Give back the line below containing "Wildlife-count tagging: point out every instance of the dangling" and every later line, exactly.

──────── Study material

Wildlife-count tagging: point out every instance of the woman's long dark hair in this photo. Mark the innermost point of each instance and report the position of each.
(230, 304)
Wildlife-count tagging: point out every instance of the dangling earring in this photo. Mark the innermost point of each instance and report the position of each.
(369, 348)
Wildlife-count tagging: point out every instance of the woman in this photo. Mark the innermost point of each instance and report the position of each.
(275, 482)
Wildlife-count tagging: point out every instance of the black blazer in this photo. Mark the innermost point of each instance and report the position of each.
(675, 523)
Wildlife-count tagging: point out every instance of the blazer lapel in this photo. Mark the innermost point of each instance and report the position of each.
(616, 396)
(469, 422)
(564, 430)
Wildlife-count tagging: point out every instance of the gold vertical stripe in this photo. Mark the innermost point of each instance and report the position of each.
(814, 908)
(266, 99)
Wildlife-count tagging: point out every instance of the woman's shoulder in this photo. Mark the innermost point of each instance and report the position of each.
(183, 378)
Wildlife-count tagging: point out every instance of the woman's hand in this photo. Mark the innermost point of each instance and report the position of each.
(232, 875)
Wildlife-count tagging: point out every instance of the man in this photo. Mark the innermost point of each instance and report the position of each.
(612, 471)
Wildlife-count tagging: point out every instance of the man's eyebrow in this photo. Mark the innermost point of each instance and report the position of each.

────────────────

### Answer box:
Wildlife-count tagging: point out every instance of the dangling earring in this photo. Mark the innermost point of each instance and report the position of each.
(369, 348)
Wildlife-count tagging: point out every instance of the woman in this photo. Mark the innermost point of each instance and report the position of each.
(275, 482)
Wildlife-count tagging: point out every instance of the black blazer in this photo. Mark the innermost point of each instance and report the position of each.
(675, 523)
Wildlife-count tagging: point out every instance of the blazer lapel in this photo. Mark the innermost point of each instance and report the position of each.
(616, 396)
(469, 422)
(564, 430)
Wildlife-count tagging: point out every instance of the gold vertical stripe in this photo. Mark the innermost point of each instance and report the position of each.
(814, 908)
(266, 99)
Wildlife-count tagging: point out every instance of the woman's shoulder in this photo. Mark the innermost point of each instance and report the position of each.
(183, 378)
Wildlife-count tagging: point out every instance of the woman's hand in this photo. Mark the innermost point of each instance and report the position of each.
(232, 875)
Wildlife-count tagging: point out every instance of the man in this photo. Mark the innermost point of each instance and report the position of each.
(612, 471)
Wildlife-count tagging: point out every instance of the man's eyebrow in this photo. Mark the innermost point of each instance and report the position of each.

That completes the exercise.